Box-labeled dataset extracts
______________________________

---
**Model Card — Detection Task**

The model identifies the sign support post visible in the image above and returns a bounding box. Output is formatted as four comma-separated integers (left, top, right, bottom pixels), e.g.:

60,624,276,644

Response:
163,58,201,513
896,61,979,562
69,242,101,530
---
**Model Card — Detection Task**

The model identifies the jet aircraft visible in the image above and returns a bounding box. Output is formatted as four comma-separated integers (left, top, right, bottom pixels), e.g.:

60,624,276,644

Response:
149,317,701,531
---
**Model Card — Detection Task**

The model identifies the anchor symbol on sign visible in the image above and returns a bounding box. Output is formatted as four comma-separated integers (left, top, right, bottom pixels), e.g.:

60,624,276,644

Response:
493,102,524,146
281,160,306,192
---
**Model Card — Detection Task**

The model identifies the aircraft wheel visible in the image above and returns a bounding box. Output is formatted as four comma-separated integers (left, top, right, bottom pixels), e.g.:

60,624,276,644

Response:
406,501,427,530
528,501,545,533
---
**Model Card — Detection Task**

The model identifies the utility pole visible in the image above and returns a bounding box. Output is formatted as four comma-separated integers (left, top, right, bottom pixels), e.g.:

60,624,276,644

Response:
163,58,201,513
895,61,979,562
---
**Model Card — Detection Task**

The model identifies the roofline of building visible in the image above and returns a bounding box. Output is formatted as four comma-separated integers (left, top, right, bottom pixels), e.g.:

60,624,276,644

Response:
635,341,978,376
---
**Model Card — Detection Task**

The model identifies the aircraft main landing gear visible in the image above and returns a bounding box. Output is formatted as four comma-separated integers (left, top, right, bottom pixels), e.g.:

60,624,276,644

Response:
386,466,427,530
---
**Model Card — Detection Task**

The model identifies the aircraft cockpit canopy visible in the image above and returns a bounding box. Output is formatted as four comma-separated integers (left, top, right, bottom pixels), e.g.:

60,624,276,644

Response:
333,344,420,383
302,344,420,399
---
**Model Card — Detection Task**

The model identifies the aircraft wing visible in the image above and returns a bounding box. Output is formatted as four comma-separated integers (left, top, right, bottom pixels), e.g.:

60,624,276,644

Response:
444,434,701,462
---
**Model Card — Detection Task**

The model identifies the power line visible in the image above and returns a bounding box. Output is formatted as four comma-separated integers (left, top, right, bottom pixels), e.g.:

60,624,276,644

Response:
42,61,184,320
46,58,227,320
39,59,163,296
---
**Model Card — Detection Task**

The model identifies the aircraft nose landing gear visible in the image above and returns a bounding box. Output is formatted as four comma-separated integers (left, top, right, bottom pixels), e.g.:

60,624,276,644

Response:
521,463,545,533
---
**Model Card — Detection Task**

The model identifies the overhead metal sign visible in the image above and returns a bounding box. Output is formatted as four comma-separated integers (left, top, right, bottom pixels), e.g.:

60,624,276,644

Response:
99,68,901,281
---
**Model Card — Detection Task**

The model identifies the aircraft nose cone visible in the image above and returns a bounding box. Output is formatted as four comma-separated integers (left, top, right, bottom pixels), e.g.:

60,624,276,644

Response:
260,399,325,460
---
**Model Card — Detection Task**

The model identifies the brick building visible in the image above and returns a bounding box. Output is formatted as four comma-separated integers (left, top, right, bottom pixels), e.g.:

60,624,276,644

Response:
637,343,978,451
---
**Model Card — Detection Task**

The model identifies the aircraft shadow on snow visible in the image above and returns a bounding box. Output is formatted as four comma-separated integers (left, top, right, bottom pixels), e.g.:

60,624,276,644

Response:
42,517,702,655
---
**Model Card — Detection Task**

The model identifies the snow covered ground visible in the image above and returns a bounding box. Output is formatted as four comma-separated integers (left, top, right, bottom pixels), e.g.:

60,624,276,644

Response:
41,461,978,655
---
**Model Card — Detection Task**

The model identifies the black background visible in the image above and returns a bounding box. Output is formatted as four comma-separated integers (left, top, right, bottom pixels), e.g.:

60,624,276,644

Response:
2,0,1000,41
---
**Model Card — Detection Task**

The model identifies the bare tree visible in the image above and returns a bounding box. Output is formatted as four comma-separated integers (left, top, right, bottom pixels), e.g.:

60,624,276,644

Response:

______________________________

* **GIVEN TASK**
Copy out every line of the listing above with no changes at all.

* **FINISHED EXERCISE**
---
**Model Card — Detection Task**

The model identifies the sign support post visible in the image above and returns a bounding box. Output is formatted as four comma-separated integers (left, top, right, bottom pixels), e.g.:

60,624,276,644

Response:
163,58,201,513
896,61,979,562
69,242,101,530
---
**Model Card — Detection Task**

The model identifies the jet aircraft visible in the image above and returns a bounding box. Output is formatted as four comma-separated integers (left, top, right, bottom pixels), e.g.:

60,624,276,644

Response:
149,317,701,531
---
**Model Card — Detection Task**

The model identifies the anchor symbol on sign visible in the image above and returns a bounding box. Output is formatted as four comma-separated integers (left, top, right, bottom pixels), e.g.:

60,624,276,644

Response:
493,102,524,146
281,160,306,192
---
**Model Card — Detection Task**

The model identifies the aircraft wheel visible in the image above and returns a bounding box. Output is formatted as four comma-separated integers (left, top, right, bottom pixels), e.g.:

60,624,276,644

Response:
406,501,427,530
528,501,545,533
---
**Model Card — Detection Task**

The model identifies the utility pole visible in the image above and returns a bounding box. Output is formatted as four comma-separated integers (left, top, right, bottom pixels), e.g.:

60,624,276,644

Response:
163,58,201,513
895,61,979,562
---
**Model Card — Detection Task**

The model identifies the roofline of building visible in the image above and returns a bounding box. Output is formatted as four comma-separated integers (left, top, right, bottom pixels), e.g.:

60,624,276,644

Response:
635,341,978,376
---
**Model Card — Detection Task**

The model identifies the aircraft main landing gear visible in the image above and returns a bounding box. Output is formatted as four comma-separated integers (left, top, right, bottom pixels), e.g.:

60,624,276,644

Response:
386,466,427,530
---
**Model Card — Detection Task**

The model identifies the aircraft cockpit canopy visible in the image above and returns a bounding box. Output is formatted as four comma-separated integers (left, top, right, bottom pixels), e.g.:

60,624,276,644

Response:
333,344,420,383
302,344,420,399
---
**Model Card — Detection Task**

The model identifies the aircraft wing visible in the image above and returns a bounding box. Output is formatted as four comma-separated integers (left, top, right, bottom pixels), e.g.:

60,624,276,644

Response:
444,434,701,462
---
**Model Card — Detection Task**

The model identifies the power line visible in the image above and returns a bounding box. Output is formatted as four comma-separated integers (left, top, right, bottom pixels), e.g.:

60,624,276,644

Response:
42,61,184,320
46,58,227,320
39,59,163,296
---
**Model Card — Detection Task**

The model identifies the aircraft nose landing gear visible in the image above and returns a bounding box. Output is formatted as four comma-separated integers (left, top, right, bottom pixels), e.g.:

60,624,276,644

Response:
521,463,545,533
---
**Model Card — Detection Task**

The model identifies the overhead metal sign visible in the image above and returns a bounding box. Output is formatted as four comma-separated integers (left, top, right, bottom pixels), e.g.:

60,624,276,644

Response:
99,68,901,281
---
**Model Card — Detection Task**

The model identifies the aircraft nose cone visible in the image above and returns a bounding box. Output is formatted as four comma-separated integers (left, top, right, bottom pixels), e.g.:

60,624,276,644

Response:
260,399,325,460
---
**Model Card — Detection Task**

The model identifies the brick building visible in the image above and returns a bounding box. Output is formatted as four comma-separated integers (left, top, right, bottom pixels), e.g.:

60,624,276,644

Response:
637,343,978,451
---
**Model Card — Detection Task**

The model identifies the aircraft shadow on snow visible in the image above and returns a bounding box. Output is formatted as four comma-separated integers (left, top, right, bottom pixels), e.g.:

60,624,276,644

Response:
42,517,702,655
---
**Model Card — Detection Task**

The model identifies the snow covered ground visible in the image above and returns a bounding box. Output is formatted as four comma-separated integers (left, top, right, bottom pixels), e.g.:

60,624,276,644

Response:
41,461,978,655
---
**Model Card — Detection Task**

The model identifies the black background visible in the image above and returns a bounding box. Output is formatted as four comma-separated integers (left, top, right, bottom pixels), e.g.:

60,624,276,644

Response:
2,0,1000,41
---
**Model Card — Detection Task**

The model identifies the bare tree visible in the image above and returns a bounding box. Output is formatted as four comma-separated integers (left, top, right, bottom pixels), e.g.:

60,624,276,644

Response:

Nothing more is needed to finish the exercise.